- _EXERCISE DETAILS_
Please render the records below as a two-column CSV with the header "prompt" and "response", one row per record. Put each record's text and its answer in separate quoted fields with line breaks turned into spaces, and leave the pictures out.

** start of RECORDS **

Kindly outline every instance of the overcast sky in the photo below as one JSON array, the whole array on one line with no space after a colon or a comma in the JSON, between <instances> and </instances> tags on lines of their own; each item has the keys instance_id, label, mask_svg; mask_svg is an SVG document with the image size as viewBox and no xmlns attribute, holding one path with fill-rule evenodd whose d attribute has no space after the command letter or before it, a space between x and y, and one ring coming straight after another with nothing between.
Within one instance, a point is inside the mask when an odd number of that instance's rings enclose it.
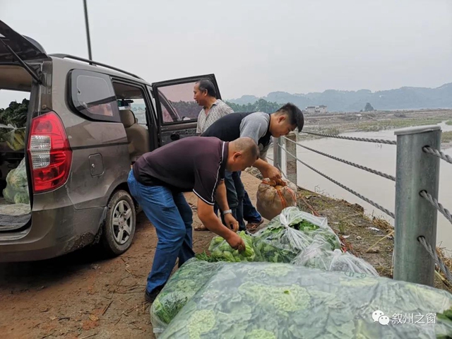
<instances>
[{"instance_id":1,"label":"overcast sky","mask_svg":"<svg viewBox=\"0 0 452 339\"><path fill-rule=\"evenodd\" d=\"M214 73L223 98L452 82L451 0L88 0L93 57L149 82ZM0 0L47 53L88 57L83 0Z\"/></svg>"}]
</instances>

** end of RECORDS **

- _OUTPUT BELOW_
prompt,response
"Kindly outline every instance of the overcast sky in the photo below as one JSON array, the whole array on one line with no space after a colon or a comma in the JSON, between <instances> and </instances> tags on lines of their own; each item has the keys instance_id, label, mask_svg; mask_svg is an SVG document with the image size as viewBox and no xmlns attribute, holding one path with fill-rule evenodd whose d attribute has no space after the command letter or before it, a space between x and y, and one ring coming straight after another with nothing between. Within one instance, a point is inside the mask when an odd number of that instance's rings enclose it.","<instances> [{""instance_id"":1,""label"":""overcast sky"",""mask_svg"":""<svg viewBox=\""0 0 452 339\""><path fill-rule=\""evenodd\"" d=\""M214 73L223 98L452 82L451 0L88 0L93 57L149 82ZM0 0L47 53L88 57L83 0Z\""/></svg>""}] </instances>"